▶ _LISTED ENTRIES_
--------------------------------------------------
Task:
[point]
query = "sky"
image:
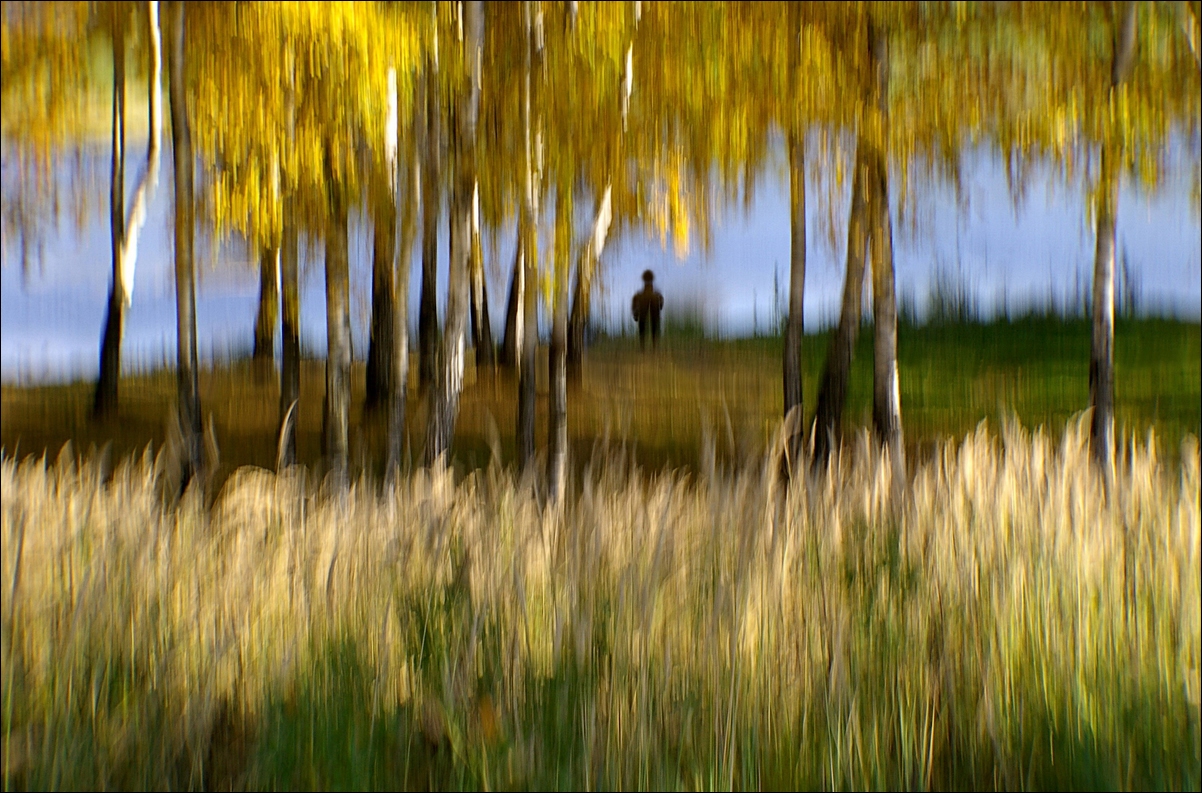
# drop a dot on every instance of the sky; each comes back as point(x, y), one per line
--------------------------------------------------
▶ _EXERCISE PROMPT_
Everything in the entries must be written out exactly; the pictures stay out.

▶ _EXERCISE ANSWER_
Task:
[point]
query = "sky"
image:
# drop a dot on every instance of the sky; each comes back as point(x, y), one per line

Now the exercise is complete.